Search the records for "hiker". Copy every line where it appears.

(Free-text object descriptions)
*****

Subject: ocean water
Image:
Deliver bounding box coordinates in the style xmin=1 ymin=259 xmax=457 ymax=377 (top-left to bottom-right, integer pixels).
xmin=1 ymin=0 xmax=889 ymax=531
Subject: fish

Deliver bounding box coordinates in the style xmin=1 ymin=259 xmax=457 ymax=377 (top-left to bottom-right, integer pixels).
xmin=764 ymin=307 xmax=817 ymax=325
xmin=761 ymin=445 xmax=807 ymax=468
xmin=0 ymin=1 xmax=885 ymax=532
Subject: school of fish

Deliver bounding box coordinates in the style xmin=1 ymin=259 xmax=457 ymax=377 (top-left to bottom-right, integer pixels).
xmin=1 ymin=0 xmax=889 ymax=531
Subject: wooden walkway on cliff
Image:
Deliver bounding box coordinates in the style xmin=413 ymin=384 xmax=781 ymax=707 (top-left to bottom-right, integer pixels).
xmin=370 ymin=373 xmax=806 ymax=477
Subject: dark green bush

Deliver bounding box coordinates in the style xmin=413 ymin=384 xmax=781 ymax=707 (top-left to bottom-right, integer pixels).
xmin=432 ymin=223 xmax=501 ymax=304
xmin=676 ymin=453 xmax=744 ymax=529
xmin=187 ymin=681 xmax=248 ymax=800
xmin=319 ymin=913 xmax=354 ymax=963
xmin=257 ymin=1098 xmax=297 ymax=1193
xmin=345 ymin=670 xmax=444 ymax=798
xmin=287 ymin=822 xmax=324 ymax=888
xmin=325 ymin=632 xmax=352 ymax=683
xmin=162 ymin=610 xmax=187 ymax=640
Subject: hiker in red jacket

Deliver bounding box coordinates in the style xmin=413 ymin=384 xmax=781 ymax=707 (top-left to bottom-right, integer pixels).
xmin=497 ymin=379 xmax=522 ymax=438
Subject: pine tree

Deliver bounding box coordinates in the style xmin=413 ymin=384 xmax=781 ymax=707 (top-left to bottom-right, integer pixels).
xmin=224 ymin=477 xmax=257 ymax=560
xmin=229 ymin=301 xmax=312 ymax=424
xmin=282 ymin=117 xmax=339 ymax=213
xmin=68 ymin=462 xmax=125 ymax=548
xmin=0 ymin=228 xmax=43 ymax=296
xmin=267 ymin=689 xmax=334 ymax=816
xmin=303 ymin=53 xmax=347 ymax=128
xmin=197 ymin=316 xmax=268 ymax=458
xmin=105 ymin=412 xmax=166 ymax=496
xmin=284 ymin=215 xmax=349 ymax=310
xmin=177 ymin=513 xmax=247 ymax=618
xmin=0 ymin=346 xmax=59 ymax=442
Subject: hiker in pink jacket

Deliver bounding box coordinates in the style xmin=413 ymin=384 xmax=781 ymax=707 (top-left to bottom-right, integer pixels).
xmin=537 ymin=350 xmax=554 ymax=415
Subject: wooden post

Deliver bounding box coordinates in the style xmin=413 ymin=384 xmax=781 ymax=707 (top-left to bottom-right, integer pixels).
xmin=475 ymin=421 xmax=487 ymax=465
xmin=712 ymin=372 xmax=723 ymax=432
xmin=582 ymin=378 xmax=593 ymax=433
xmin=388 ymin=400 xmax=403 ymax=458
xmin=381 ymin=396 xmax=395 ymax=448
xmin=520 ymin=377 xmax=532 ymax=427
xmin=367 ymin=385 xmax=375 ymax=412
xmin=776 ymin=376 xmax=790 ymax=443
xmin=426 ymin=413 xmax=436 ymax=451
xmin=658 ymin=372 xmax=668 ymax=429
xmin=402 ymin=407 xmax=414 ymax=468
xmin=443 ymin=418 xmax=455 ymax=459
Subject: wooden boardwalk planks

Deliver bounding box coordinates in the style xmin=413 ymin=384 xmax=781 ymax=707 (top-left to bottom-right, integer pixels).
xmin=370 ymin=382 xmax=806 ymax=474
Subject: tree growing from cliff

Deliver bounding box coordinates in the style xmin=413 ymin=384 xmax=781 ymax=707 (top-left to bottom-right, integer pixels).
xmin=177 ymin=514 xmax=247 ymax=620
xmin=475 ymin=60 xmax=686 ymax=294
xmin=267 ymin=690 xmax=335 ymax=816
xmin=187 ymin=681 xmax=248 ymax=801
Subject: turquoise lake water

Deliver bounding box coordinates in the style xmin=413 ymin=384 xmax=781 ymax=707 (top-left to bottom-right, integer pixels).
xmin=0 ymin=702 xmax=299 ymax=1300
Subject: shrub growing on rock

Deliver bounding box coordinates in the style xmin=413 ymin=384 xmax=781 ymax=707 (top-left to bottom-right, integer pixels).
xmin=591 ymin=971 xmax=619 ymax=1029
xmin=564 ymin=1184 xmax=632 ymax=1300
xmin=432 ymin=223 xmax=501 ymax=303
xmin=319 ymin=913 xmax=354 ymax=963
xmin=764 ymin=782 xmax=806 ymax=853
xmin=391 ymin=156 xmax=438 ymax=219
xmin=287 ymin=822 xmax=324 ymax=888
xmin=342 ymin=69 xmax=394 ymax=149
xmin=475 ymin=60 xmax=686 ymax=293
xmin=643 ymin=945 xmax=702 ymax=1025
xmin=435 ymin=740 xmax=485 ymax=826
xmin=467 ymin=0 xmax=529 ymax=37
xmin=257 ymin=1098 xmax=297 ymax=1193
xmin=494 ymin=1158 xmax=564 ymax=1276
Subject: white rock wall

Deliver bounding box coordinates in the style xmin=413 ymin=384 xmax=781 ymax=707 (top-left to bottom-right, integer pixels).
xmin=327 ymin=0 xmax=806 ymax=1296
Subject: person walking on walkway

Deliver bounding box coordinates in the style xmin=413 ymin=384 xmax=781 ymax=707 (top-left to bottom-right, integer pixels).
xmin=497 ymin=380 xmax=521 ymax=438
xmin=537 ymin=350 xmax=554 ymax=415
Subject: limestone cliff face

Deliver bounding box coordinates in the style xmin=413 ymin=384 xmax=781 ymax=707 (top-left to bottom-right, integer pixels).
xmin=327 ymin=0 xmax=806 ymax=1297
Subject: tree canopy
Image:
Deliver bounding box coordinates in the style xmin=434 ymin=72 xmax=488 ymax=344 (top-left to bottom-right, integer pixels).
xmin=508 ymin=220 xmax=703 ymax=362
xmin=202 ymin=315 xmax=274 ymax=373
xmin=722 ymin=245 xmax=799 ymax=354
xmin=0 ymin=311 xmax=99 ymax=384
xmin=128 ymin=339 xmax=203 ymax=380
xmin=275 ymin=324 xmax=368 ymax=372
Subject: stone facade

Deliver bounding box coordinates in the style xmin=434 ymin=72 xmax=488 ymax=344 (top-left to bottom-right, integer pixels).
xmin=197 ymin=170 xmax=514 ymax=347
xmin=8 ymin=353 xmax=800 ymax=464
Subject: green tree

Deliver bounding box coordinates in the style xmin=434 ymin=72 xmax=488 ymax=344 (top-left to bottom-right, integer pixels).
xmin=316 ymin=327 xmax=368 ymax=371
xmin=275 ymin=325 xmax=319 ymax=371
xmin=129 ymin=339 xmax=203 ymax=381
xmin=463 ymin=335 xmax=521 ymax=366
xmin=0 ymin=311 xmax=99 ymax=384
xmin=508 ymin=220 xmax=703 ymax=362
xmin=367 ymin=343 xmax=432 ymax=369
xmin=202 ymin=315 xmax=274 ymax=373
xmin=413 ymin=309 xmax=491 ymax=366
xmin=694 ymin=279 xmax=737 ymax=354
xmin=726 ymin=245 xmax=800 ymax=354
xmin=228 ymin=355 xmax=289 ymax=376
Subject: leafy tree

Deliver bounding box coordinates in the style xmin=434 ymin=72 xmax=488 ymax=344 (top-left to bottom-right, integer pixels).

*****

Task output:
Subject: hiker in red jacket
Subject: hiker in pink jacket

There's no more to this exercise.